• _TASK TO COMPLETE_: Reproduce everything in the data below, from the line containing "In the photograph above, where can the wrinkled" (that line included) down to the very end, without the pictures.

== DATA ENTRIES

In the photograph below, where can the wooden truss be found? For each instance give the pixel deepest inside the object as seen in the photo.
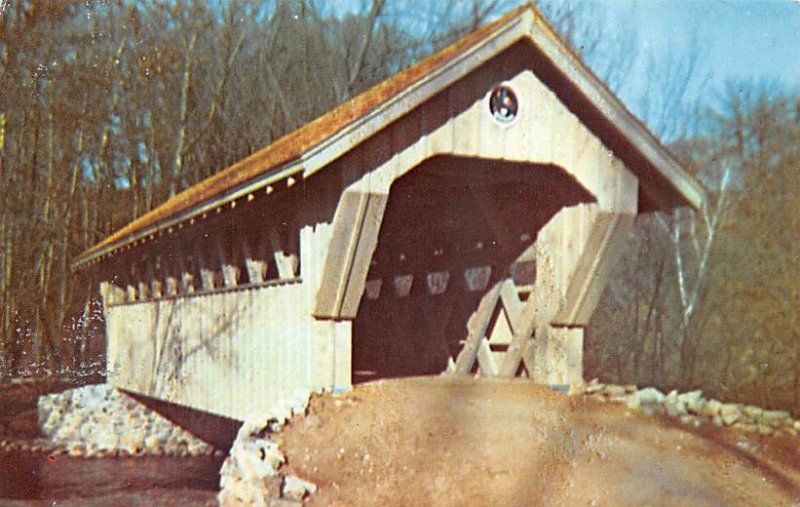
(499, 334)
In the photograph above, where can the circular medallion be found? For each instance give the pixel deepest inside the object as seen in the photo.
(503, 104)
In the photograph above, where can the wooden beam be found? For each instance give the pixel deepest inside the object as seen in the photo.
(207, 275)
(605, 242)
(111, 293)
(287, 262)
(230, 272)
(476, 330)
(353, 241)
(486, 360)
(256, 265)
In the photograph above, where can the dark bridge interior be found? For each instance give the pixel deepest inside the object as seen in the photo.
(453, 226)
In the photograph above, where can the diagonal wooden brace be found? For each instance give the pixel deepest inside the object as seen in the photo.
(476, 330)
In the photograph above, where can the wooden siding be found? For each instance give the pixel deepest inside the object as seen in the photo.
(236, 353)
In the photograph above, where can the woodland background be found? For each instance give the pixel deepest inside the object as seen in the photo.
(109, 107)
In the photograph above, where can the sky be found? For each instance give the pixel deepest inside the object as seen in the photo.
(753, 40)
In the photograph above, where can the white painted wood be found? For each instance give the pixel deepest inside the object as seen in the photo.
(232, 353)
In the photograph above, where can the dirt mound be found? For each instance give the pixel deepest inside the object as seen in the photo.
(455, 441)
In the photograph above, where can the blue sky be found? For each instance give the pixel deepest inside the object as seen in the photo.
(755, 40)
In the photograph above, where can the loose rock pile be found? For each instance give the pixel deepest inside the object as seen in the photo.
(250, 474)
(692, 408)
(100, 421)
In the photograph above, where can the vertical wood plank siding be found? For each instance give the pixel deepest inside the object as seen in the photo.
(234, 353)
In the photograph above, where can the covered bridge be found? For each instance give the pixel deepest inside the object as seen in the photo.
(462, 215)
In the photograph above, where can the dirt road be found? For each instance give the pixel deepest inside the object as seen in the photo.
(444, 441)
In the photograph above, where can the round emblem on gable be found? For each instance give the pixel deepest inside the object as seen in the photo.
(503, 104)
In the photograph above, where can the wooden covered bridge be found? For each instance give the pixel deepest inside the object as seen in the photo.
(462, 215)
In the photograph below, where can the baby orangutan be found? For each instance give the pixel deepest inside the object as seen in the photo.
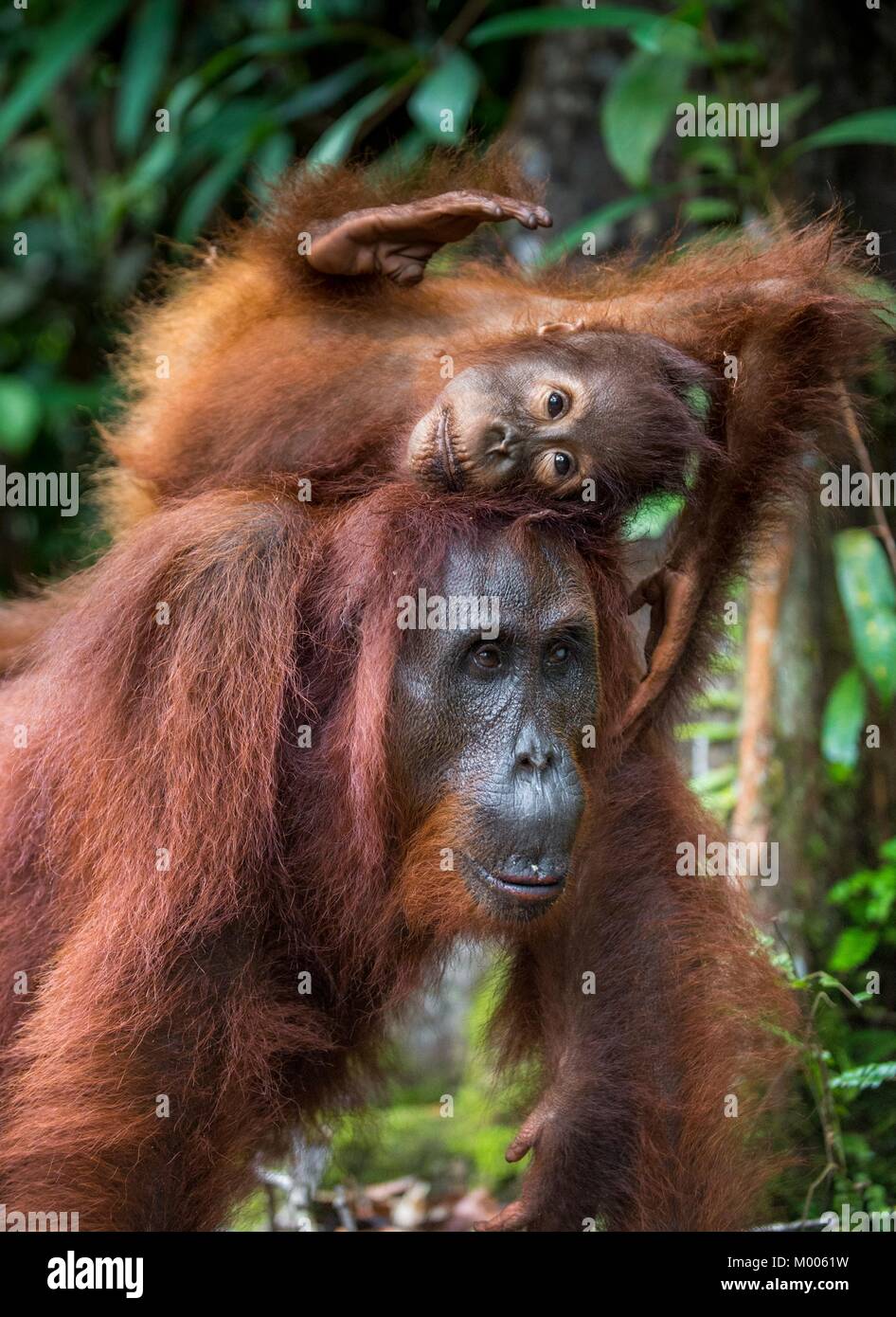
(571, 411)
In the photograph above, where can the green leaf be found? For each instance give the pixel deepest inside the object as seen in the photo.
(450, 90)
(638, 108)
(887, 850)
(653, 515)
(708, 209)
(20, 415)
(340, 137)
(844, 719)
(209, 189)
(866, 1076)
(869, 127)
(142, 67)
(852, 948)
(530, 23)
(863, 576)
(709, 731)
(58, 46)
(869, 595)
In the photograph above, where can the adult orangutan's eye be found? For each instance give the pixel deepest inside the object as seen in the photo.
(558, 654)
(555, 405)
(487, 656)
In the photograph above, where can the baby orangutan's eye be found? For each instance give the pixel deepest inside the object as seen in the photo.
(555, 404)
(553, 466)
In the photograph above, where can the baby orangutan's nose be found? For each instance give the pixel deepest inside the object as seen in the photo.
(500, 438)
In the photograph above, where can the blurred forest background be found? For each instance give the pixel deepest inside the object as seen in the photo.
(780, 746)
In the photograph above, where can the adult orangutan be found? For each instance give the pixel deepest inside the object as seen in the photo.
(245, 813)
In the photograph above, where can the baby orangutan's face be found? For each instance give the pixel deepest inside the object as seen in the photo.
(561, 411)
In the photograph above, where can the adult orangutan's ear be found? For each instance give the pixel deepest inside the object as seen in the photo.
(561, 327)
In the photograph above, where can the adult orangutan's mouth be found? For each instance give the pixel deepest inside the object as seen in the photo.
(453, 475)
(527, 889)
(524, 889)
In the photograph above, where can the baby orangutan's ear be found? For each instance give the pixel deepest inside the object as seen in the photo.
(561, 327)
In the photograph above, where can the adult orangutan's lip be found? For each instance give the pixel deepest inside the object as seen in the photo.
(443, 446)
(534, 888)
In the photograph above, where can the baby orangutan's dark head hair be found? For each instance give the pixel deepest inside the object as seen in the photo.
(570, 409)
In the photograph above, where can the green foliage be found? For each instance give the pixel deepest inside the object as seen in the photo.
(869, 597)
(844, 719)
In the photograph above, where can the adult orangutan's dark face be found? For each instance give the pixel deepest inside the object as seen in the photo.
(489, 730)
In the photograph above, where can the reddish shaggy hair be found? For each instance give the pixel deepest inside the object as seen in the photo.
(171, 858)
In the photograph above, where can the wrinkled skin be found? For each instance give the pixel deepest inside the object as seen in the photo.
(496, 725)
(398, 242)
(561, 409)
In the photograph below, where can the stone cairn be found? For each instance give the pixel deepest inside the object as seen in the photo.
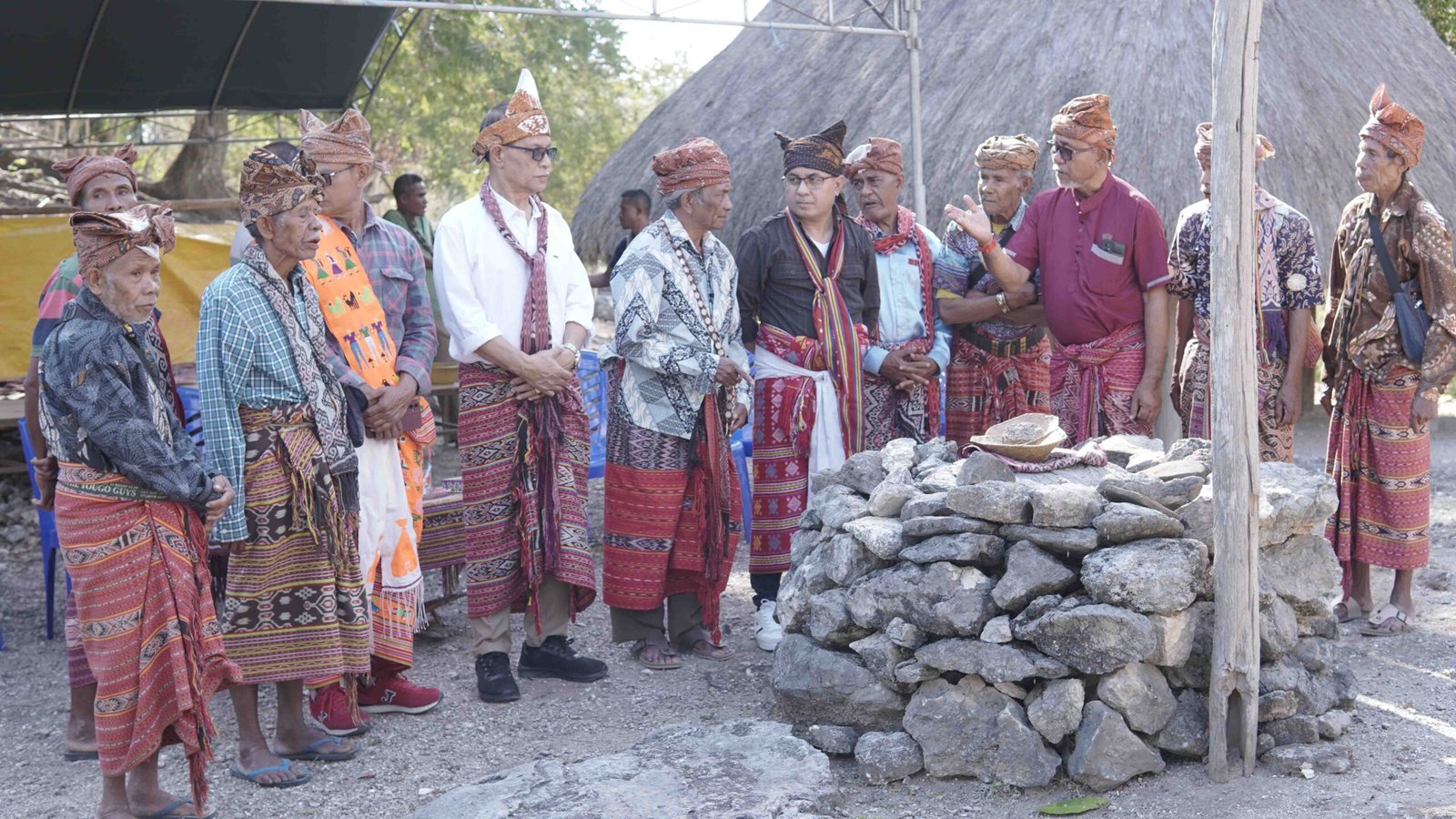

====

• _EXERCISE OUTPUT_:
In the photograph above, where can the wrinkled skin be found? For each instance give the pixel deepest inside the object as seen in the photo.
(496, 725)
(398, 242)
(561, 409)
In the photograph below, where can the stone cairn be found? For each instance give the pixel deepest inside the object as seen in the photo.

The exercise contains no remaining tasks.